RECORD EXCERPTS:
──────
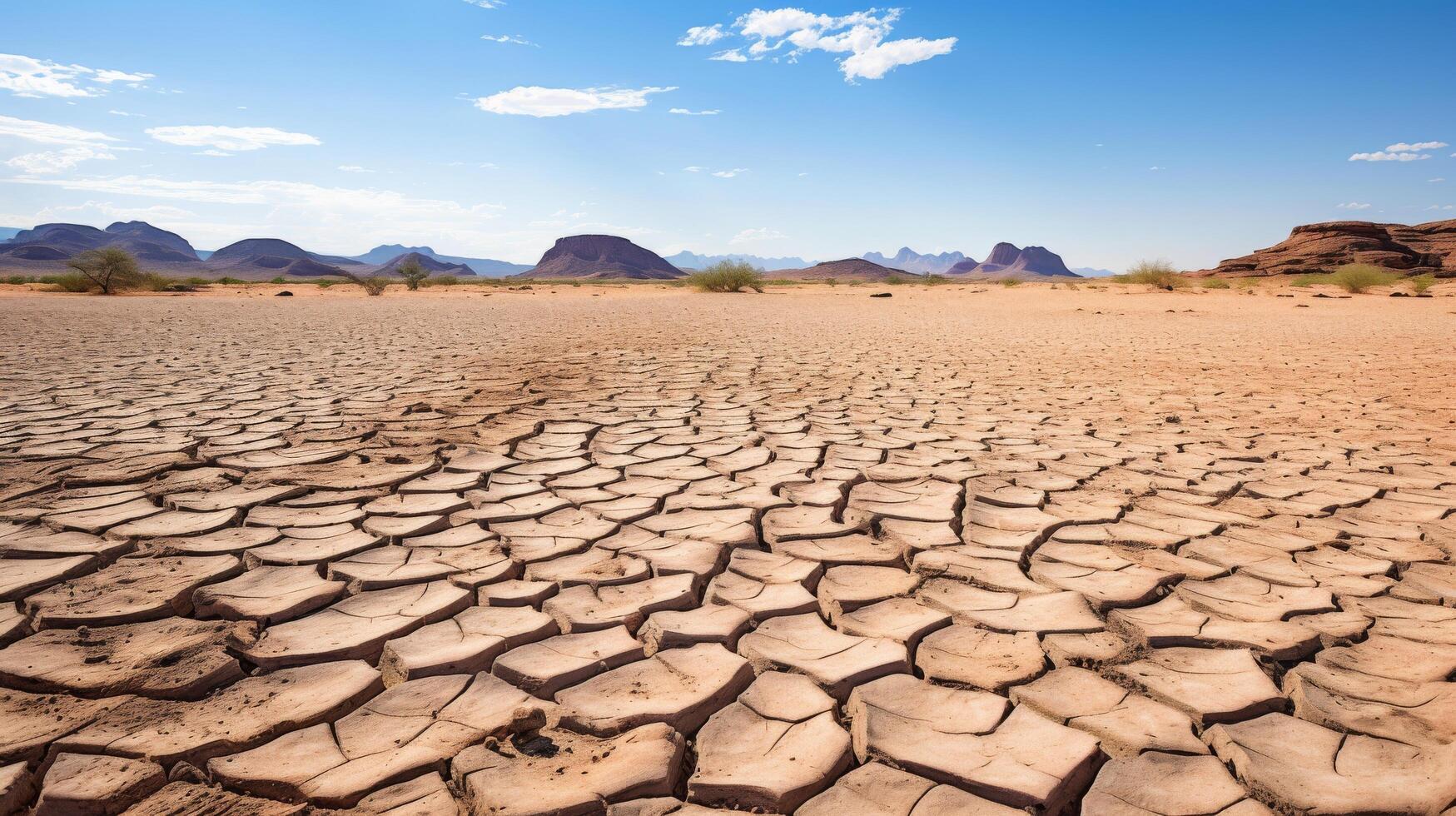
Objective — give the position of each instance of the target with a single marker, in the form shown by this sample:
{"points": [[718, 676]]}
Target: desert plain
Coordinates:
{"points": [[645, 551]]}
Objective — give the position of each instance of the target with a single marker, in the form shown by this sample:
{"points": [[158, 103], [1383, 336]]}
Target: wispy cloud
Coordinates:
{"points": [[785, 34], [534, 101], [1404, 147], [703, 35], [57, 161], [27, 76], [756, 235], [47, 133], [511, 38], [223, 137]]}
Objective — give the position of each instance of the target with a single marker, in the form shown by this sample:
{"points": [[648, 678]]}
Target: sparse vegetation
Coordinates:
{"points": [[728, 276], [72, 281], [412, 273], [1359, 277], [1154, 273], [110, 270], [1351, 277]]}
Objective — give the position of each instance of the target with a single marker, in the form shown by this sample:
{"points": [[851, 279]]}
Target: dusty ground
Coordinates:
{"points": [[609, 550]]}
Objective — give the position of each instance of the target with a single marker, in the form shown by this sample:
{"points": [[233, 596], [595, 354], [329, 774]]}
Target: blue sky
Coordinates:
{"points": [[1107, 133]]}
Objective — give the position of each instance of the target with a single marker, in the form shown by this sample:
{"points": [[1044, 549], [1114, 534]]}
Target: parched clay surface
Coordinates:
{"points": [[641, 551]]}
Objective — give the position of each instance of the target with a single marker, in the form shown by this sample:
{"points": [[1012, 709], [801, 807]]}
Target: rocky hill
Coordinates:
{"points": [[427, 262], [52, 245], [913, 261], [1321, 248], [1011, 261], [847, 270], [602, 256]]}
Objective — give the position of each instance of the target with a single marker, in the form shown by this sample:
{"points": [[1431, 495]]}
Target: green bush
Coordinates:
{"points": [[1359, 277], [1154, 273], [727, 276], [412, 273], [110, 270]]}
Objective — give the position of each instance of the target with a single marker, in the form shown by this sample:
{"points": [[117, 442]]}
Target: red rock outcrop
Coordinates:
{"points": [[1322, 248]]}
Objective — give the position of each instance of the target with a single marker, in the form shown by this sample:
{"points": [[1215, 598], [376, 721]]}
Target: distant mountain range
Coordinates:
{"points": [[48, 246], [488, 267], [686, 260], [847, 270], [912, 261], [602, 256], [1011, 261]]}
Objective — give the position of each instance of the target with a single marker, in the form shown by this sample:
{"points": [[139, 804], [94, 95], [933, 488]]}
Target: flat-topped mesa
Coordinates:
{"points": [[602, 256], [1427, 248]]}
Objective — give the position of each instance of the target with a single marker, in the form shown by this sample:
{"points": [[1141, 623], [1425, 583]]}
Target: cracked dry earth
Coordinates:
{"points": [[645, 553]]}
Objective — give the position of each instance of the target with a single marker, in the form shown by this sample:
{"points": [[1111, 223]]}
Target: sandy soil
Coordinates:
{"points": [[574, 548]]}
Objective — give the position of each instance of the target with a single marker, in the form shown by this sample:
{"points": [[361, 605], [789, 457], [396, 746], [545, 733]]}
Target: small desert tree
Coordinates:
{"points": [[727, 276], [412, 273], [108, 270]]}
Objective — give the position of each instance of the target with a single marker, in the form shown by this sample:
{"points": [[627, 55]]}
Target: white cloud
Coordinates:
{"points": [[1386, 157], [534, 101], [1404, 147], [756, 235], [511, 38], [27, 76], [785, 34], [57, 161], [877, 60], [223, 137], [703, 35], [46, 133]]}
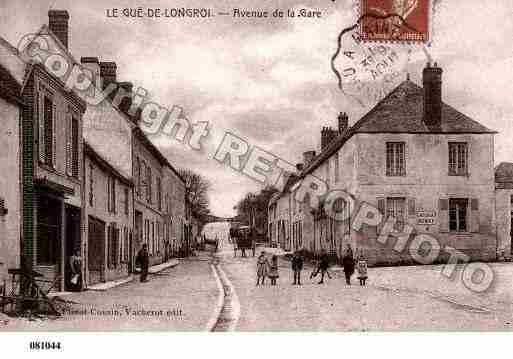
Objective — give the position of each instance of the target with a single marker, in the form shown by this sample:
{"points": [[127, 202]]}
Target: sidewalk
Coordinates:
{"points": [[114, 283]]}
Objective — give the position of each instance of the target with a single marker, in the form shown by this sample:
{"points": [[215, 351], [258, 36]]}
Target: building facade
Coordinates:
{"points": [[419, 162], [108, 212], [11, 107]]}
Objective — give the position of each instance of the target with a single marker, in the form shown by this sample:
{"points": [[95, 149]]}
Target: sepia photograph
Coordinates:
{"points": [[285, 166]]}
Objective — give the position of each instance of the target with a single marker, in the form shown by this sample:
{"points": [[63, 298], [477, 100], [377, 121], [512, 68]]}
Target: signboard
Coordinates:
{"points": [[426, 217]]}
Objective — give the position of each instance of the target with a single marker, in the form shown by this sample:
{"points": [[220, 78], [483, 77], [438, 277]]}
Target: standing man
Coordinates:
{"points": [[348, 263], [143, 260], [297, 267], [75, 266]]}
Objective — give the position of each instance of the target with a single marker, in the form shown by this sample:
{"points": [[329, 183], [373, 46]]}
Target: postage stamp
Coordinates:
{"points": [[394, 20]]}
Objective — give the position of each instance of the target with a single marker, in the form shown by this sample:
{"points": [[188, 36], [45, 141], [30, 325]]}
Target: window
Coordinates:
{"points": [[148, 184], [47, 136], [138, 176], [159, 193], [127, 205], [458, 214], [458, 158], [91, 185], [395, 159], [337, 168], [112, 246], [328, 171], [74, 147], [111, 195], [395, 208]]}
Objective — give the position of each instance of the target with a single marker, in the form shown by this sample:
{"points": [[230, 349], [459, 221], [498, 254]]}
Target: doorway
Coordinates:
{"points": [[72, 242], [96, 250]]}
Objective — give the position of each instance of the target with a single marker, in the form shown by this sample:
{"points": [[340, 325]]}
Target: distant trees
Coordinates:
{"points": [[196, 192], [252, 209]]}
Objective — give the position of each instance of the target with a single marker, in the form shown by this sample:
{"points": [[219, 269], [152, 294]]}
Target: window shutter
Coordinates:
{"points": [[474, 215], [411, 207], [68, 144], [54, 137], [41, 132], [381, 209], [443, 214]]}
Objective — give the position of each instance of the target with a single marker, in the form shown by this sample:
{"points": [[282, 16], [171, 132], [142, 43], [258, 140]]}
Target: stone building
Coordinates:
{"points": [[415, 159], [52, 166], [504, 208], [11, 107], [108, 213]]}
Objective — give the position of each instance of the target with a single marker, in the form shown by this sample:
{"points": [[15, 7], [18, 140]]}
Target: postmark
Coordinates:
{"points": [[394, 20]]}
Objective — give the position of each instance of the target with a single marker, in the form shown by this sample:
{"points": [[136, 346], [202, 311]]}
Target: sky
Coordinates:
{"points": [[269, 80]]}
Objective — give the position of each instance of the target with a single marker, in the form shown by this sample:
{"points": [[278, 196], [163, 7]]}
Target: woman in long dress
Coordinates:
{"points": [[262, 264]]}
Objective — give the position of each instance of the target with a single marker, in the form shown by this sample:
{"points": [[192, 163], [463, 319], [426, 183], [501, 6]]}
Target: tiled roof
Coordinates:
{"points": [[9, 88], [504, 175], [401, 111]]}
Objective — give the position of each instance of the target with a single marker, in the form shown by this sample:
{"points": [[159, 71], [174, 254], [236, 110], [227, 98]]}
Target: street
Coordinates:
{"points": [[219, 289]]}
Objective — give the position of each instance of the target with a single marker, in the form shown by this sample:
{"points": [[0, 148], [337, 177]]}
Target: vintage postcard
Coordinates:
{"points": [[207, 166]]}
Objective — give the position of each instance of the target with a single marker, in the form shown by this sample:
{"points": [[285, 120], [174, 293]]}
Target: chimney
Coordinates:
{"points": [[432, 83], [108, 73], [58, 24], [343, 122], [92, 64], [308, 156], [126, 102], [327, 135]]}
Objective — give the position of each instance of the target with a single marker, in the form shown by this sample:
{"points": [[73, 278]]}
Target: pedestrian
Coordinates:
{"points": [[348, 264], [273, 270], [322, 266], [297, 267], [75, 266], [262, 264], [143, 260], [361, 267]]}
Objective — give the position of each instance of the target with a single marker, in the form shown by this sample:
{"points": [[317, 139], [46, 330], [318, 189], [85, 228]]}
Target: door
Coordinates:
{"points": [[96, 250], [72, 243]]}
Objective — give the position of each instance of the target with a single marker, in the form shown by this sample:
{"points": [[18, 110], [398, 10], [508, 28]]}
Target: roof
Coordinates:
{"points": [[401, 111], [10, 89], [89, 150], [291, 180], [155, 151]]}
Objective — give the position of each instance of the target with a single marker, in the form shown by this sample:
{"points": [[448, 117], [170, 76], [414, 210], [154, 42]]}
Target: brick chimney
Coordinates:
{"points": [[343, 122], [92, 64], [432, 83], [108, 72], [126, 102], [308, 156], [58, 24], [327, 135]]}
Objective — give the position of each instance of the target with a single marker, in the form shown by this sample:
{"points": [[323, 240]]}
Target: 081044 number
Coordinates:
{"points": [[45, 345]]}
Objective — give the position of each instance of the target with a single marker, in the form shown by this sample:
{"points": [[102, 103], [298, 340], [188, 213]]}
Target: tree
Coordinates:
{"points": [[196, 193]]}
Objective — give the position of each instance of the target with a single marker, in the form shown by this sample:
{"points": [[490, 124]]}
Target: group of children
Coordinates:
{"points": [[270, 269]]}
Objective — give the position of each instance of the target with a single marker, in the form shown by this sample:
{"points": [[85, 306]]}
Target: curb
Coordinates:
{"points": [[220, 302]]}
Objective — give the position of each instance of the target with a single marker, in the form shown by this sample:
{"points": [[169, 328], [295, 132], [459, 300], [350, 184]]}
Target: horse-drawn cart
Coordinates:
{"points": [[242, 240]]}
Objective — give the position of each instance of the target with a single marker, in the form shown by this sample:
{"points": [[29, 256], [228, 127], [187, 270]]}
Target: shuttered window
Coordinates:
{"points": [[74, 146], [395, 159], [458, 158], [396, 209], [458, 214], [48, 131]]}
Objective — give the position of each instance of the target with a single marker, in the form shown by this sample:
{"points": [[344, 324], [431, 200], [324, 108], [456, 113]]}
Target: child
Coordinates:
{"points": [[273, 270], [361, 266], [262, 265], [297, 266]]}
──────
EXERCISE OBJECTIVE:
Please count the lines in the listing above that contain the string "window", treating uppercase and lowercase letters as different, and reply with that number alone.

SOLUTION:
3